**PASSAGE PROVIDED:**
We are working with our clients to ask the right questions
about climate change and the environment generally when making
investment decisions. We can't dictate to our clients. We're
not the Government. But we can engage in a dialog that surfaces
the right issues and considers alternatives that help the
environment.
Congress is studying whether to create a so-called cap and
trade emission framework. JP Morgan supports a framework that
caps greenhouse gas emissions and establishes a price for those
emissions.
For the private markets to most effectively address the
problem of climate change, greenhouse gas emissions, which
practitioners refer to as carbon, must have a price. By
establishing a price for carbon--through a cap and trade
system--Congress will unleash the forces of supply and demand.
There are precedents.
As you know, Congress created the first cap and trade
program in 1990 to combat acid rain. It's my understanding,
Senator Warner, that you played a key role in creating the acid
rain program. Well done. It's worked--transparently, more
cheaply than expected and it's delivered the needed
environmental benefits.

**DATA SUPPLIED:**
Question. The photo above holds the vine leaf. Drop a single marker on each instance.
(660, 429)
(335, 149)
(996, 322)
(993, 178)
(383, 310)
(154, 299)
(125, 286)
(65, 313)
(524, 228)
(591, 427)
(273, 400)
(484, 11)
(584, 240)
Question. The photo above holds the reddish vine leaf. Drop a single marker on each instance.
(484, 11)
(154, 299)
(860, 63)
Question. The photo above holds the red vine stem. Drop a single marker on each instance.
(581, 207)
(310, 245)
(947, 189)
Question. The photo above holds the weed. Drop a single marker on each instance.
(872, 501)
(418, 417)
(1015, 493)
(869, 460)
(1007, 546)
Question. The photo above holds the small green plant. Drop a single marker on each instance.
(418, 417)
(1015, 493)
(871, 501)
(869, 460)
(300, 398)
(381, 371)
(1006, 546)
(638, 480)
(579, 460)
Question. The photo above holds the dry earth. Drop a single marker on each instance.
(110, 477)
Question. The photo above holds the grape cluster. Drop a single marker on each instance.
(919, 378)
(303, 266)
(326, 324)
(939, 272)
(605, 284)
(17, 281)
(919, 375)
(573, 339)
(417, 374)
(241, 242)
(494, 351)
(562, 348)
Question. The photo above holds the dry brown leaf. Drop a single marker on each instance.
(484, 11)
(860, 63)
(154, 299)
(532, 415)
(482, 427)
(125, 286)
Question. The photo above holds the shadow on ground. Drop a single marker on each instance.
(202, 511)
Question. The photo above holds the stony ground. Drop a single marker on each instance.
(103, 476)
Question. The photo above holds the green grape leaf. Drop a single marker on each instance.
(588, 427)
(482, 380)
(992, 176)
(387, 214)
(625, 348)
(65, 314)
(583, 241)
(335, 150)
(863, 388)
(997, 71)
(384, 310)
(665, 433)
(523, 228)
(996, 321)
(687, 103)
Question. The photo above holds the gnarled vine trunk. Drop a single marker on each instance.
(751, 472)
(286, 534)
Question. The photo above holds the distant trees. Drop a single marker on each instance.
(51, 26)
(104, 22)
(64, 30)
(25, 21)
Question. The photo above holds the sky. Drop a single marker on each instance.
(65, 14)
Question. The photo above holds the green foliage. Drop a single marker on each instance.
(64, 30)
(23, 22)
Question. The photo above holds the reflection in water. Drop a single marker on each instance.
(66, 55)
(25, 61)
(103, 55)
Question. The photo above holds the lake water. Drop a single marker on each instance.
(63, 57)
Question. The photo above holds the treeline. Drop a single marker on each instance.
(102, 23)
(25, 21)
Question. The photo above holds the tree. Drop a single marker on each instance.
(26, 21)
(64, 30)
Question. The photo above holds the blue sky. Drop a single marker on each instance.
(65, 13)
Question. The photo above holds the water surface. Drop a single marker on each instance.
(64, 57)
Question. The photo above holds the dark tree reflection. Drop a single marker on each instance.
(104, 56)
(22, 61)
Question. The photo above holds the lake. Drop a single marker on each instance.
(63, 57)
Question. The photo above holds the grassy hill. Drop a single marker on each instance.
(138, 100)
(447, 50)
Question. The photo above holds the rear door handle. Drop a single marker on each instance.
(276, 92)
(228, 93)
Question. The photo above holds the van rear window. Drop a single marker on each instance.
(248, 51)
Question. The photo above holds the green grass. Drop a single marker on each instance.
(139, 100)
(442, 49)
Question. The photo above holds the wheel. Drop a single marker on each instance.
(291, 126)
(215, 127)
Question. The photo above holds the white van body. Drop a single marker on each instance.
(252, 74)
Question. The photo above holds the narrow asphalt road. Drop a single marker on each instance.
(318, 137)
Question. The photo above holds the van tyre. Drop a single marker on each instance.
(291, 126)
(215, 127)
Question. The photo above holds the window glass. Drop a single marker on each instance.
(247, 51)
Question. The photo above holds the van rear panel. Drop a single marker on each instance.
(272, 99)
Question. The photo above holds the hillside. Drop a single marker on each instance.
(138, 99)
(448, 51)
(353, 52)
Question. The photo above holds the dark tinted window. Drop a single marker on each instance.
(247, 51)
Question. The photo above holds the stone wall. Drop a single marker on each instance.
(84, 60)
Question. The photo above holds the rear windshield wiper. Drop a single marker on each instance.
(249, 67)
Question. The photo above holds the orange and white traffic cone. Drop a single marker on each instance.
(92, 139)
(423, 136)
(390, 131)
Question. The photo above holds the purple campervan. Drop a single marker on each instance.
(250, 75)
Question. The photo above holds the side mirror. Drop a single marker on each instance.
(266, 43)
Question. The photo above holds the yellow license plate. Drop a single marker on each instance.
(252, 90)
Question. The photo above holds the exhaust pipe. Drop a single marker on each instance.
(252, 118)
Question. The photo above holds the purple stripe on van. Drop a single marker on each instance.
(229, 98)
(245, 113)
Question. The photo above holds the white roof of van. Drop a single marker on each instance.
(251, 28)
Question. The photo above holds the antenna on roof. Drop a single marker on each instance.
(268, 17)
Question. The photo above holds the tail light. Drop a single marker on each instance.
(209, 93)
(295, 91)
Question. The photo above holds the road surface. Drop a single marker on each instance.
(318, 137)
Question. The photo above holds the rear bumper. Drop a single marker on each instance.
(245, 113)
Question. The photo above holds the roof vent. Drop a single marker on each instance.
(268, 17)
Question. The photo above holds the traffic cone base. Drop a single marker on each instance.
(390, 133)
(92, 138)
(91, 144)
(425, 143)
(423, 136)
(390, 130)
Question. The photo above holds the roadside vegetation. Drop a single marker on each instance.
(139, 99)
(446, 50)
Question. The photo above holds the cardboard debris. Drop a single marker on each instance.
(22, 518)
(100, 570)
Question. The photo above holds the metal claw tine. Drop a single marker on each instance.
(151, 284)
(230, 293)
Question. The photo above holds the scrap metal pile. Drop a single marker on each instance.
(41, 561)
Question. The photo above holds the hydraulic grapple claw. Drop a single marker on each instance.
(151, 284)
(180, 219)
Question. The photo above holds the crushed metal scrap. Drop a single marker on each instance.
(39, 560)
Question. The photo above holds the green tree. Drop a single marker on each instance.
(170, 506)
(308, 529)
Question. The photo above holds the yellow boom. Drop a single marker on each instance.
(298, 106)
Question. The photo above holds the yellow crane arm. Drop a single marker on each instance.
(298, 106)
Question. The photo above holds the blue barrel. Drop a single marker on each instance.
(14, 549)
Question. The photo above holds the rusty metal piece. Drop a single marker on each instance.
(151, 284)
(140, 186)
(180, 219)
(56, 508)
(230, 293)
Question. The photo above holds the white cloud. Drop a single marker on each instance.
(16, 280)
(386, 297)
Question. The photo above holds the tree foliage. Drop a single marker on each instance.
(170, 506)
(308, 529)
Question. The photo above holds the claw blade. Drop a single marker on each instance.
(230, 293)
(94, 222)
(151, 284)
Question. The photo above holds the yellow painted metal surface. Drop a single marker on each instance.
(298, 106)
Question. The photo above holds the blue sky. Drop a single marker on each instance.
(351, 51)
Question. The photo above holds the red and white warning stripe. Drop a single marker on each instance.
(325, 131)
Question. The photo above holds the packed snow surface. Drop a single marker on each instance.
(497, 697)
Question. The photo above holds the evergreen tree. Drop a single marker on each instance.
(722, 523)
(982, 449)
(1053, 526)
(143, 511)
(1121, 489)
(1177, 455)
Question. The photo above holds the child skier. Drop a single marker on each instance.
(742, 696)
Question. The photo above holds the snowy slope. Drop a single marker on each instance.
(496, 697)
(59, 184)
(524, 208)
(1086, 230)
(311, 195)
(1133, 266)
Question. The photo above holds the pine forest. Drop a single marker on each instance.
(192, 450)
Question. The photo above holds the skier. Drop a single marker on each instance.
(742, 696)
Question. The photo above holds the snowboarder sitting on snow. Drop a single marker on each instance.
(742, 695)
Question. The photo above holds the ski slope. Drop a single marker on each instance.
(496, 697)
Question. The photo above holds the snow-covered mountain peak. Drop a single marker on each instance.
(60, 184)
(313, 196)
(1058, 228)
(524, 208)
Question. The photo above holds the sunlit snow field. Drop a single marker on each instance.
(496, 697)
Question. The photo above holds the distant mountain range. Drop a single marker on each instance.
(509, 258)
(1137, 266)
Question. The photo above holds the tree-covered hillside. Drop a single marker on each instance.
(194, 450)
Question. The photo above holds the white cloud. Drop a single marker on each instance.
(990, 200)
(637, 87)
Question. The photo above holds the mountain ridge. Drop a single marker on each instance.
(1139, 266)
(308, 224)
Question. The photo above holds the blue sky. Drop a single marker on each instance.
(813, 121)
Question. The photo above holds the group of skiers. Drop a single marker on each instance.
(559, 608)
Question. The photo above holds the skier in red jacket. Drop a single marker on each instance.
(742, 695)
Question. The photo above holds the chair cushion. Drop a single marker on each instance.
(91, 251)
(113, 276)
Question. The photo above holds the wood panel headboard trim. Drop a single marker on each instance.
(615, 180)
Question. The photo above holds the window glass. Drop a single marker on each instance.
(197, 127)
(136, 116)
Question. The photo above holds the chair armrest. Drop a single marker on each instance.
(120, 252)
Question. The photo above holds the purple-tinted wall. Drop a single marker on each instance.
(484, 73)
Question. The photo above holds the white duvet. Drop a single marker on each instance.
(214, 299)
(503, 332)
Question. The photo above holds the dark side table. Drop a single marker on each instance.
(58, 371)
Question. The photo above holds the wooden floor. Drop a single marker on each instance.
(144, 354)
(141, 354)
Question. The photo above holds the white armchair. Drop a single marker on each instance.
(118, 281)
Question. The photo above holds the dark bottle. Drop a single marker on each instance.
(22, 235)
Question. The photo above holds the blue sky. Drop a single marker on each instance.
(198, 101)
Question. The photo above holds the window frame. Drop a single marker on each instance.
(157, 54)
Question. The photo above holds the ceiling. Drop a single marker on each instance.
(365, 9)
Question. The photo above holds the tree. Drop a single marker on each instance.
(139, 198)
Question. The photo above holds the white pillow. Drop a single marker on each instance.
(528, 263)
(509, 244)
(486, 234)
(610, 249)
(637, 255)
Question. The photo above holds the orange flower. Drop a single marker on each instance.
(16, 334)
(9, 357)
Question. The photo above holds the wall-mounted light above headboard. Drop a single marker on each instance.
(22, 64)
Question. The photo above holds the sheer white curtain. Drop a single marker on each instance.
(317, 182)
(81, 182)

**REQUIREMENT:**
Return the entire passage on carbon pricing and cap and trade, word for word, with nothing added or left out.

**WRITTEN ANSWER:**
We are working with our clients to ask the right questions
about climate change and the environment generally when making
investment decisions. We can't dictate to our clients. We're
not the Government. But we can engage in a dialog that surfaces
the right issues and considers alternatives that help the
environment.
Congress is studying whether to create a so-called cap and
trade emission framework. JP Morgan supports a framework that
caps greenhouse gas emissions and establishes a price for those
emissions.
For the private markets to most effectively address the
problem of climate change, greenhouse gas emissions, which
practitioners refer to as carbon, must have a price. By
establishing a price for carbon--through a cap and trade
system--Congress will unleash the forces of supply and demand.
There are precedents.
As you know, Congress created the first cap and trade
program in 1990 to combat acid rain. It's my understanding,
Senator Warner, that you played a key role in creating the acid
rain program. Well done. It's worked--transparently, more
cheaply than expected and it's delivered the needed
environmental benefits.